II.II Governance Controlled Protocol Actors

List of Governance controlled protocol actors.

Minters

A list of addresses (the Minter list, where the addresses are known as Minter address) maintained by the TTG mechanism which are able to access the minting functionality. The minting functionality allows for addresses on the Minter list to update onchain Collateral Value associated with their Minter address, Propose Mint, Mint, Burn, and to Retrieve offchain collateral.

Validators

A list of addresses (the Validator list, where the addresses are known as Validator address) maintained by the TTG mechanism which act as a security layer for protocol. validators are required to provide signatures for the Update Collateral method. They also have the ability to call the Cancel method on any Mint ID, and the Freeze method on any Minter address.

Earners

A list of addresses (the Earner list, where the addresses are known as Earner address) maintained by the TTG mechanism. These addresses are able to control whether they earn the Earner Rate.

II.III Governance Controlled Protocol Parameters

Minter Rate

The annualized percentage charged continuously to Minters on their Owed $M. It is alterable with a Standard Proposal.

Logic: This annualized percentage should (generally) be less than the average rate on the Eligible Collateral being earned by Minters. This spread, adjusted for the Mint Ratio, is the profit margin of the Minter.

Penalty Rate

The percentage charged on Owed $M that is in excess of the amount a Minter is permitted to have generated. It is assessed any time Impose Penalty is called, which is embedded in both Update Collateral and Burn. It is alterable with a Standard Proposal. This is a fixed percentage and not an annualized rate. Logic: This percentage should be sufficiently high to deter Minter offenses, but not so high as to overly punish Minters that are victims of circumstance.

**Provided information:**
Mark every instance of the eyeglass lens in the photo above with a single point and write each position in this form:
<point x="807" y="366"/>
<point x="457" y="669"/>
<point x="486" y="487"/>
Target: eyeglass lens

**Objective 1:**
Repeat the passage of the protocol governance text from "A list of addresses (the Validator" to "Owed $M. It is alterable with a Standard Proposal." without changes.
**Objective 2:**
In the protocol governance text, turn the paragraph beginning "A list of addresses (the Validator list" into a short bulleted list that keeps its main facts.
**Objective 3:**
Take the protocol governance text further, starting after its final sentence about the Penalty Rate.

**Exercise answer 1:**
A list of addresses (the Validator list, where the addresses are known as Validator address) maintained by the TTG mechanism which act as a security layer for protocol. validators are required to provide signatures for the Update Collateral method. They also have the ability to call the Cancel method on any Mint ID, and the Freeze method on any Minter address.

Earners

A list of addresses (the Earner list, where the addresses are known as Earner address) maintained by the TTG mechanism. These addresses are able to control whether they earn the Earner Rate.

II.III Governance Controlled Protocol Parameters

Minter Rate

The annualized percentage charged continuously to Minters on their Owed $M. It is alterable with a Standard Proposal.

**Exercise answer 2:**
- Validators are addresses on the Validator list, maintained by the TTG mechanism.
- They act as a security layer for the protocol.
- They must provide signatures for the Update Collateral method.
- They can call the Cancel method on any Mint ID.
- They can call the Freeze method on any Minter address.

**Exercise answer 3:**
Earner Rate

The annualized percentage paid to $M in the Earn Mechanism. If the cumulative $M paid out via the Earn Mechanism is going to be greater than the amount of $M being generated by the Minter Rate, the Earner Rate is automatically discounted to whichever percentage will reduce this mismatch to 0. ZERO holders receive all remaining $M that is not paid out to the Earn Mechanism for their participation in protocol governance. It is alterable with a Standard Proposal. Logic: This annualized percentage should be consistent with the yield demanded by institutional holders of $M. It is mechanically prevented from exceeding the cumulative level of $M generated by the Minter Rate. It should not be set so low that it results in insufficient demand for $M and thus an inefficient market for Minters.

Mint Ratio

This percentage is the fraction of a Minter’s onchain Collateral Value that they can generate in $M. It effectively controls the leverage of a Minter and the over-collateralization of $M. It is alterable with a Standard Proposal. Logic: This percentage controls the leverage of Minters and the over-collateralization of $M. It should be set high enough to encourage attractive Minter economics, but not so high that it compromises the stability of $M.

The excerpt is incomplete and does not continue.